═════ Records shown ═════
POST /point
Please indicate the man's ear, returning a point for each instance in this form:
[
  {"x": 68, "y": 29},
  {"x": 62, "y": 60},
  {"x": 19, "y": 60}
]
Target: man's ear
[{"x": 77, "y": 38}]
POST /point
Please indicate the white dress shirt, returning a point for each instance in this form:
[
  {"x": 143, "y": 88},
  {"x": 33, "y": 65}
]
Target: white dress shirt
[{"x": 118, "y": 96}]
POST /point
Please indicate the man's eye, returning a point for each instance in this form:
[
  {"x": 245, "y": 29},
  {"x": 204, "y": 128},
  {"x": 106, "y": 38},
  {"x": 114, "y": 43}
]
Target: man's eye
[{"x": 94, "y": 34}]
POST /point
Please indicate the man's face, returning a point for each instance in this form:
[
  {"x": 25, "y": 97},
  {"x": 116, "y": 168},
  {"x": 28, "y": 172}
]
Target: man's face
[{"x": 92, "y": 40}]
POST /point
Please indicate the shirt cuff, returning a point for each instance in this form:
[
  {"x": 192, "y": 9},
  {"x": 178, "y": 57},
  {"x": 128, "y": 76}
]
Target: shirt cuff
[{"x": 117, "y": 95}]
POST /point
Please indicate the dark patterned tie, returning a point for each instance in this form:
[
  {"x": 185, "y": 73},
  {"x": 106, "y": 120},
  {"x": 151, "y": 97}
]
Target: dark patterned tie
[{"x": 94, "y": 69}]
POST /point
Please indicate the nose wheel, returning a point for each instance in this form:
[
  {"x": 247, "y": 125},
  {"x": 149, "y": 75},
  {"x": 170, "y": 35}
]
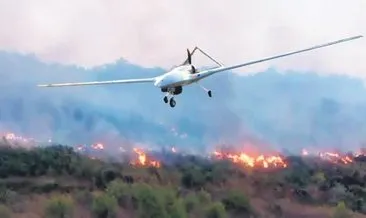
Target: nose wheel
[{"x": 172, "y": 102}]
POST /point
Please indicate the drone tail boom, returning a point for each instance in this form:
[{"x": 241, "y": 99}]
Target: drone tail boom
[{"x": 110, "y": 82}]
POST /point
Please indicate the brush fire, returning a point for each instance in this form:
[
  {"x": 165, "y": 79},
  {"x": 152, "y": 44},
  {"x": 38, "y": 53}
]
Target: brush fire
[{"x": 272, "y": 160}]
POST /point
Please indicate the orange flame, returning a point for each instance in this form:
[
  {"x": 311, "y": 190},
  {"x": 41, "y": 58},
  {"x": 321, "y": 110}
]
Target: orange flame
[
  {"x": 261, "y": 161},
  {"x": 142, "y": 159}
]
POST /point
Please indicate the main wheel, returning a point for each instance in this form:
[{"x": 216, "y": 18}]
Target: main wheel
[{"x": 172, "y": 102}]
═════
◆ Description of the task
Set the pictures aside and repeat only the lines from the one containing "Target: man's face" through the last line of the entries above, exactly as they stand.

◆ Answer area
Target: man's face
[{"x": 92, "y": 40}]
POST /point
Please indicate the shirt cuff, returning a point for each instance in this form:
[
  {"x": 192, "y": 9},
  {"x": 178, "y": 57},
  {"x": 128, "y": 76}
]
Target: shirt cuff
[{"x": 117, "y": 95}]
POST /point
Please indicate the dark patterned tie, returning a point for each instance in this form:
[
  {"x": 185, "y": 73},
  {"x": 106, "y": 120},
  {"x": 151, "y": 97}
]
Target: dark patterned tie
[{"x": 94, "y": 69}]
POST /point
Please indicate the nose wheel, returning a point for each instance in this form:
[
  {"x": 247, "y": 125},
  {"x": 149, "y": 75},
  {"x": 170, "y": 35}
]
Target: nose wheel
[{"x": 172, "y": 102}]
POST /point
Please indicate the drone tail boom, returning a point for each instance in this form:
[{"x": 241, "y": 99}]
Target: drone tail boom
[{"x": 110, "y": 82}]
POST /point
Please indicate the brush fire, returning a point for each instance in this form:
[
  {"x": 165, "y": 79},
  {"x": 152, "y": 44},
  {"x": 38, "y": 53}
]
Target: brush fire
[{"x": 272, "y": 160}]
POST /point
Please indicate the orange flame, returning a point for each instance in this form:
[
  {"x": 311, "y": 190},
  {"x": 41, "y": 58},
  {"x": 321, "y": 110}
]
Target: orange flame
[
  {"x": 261, "y": 161},
  {"x": 142, "y": 159}
]
POST /point
Please indicate the main wheel, returning a point for each instance in this form:
[{"x": 216, "y": 18}]
Target: main wheel
[{"x": 172, "y": 102}]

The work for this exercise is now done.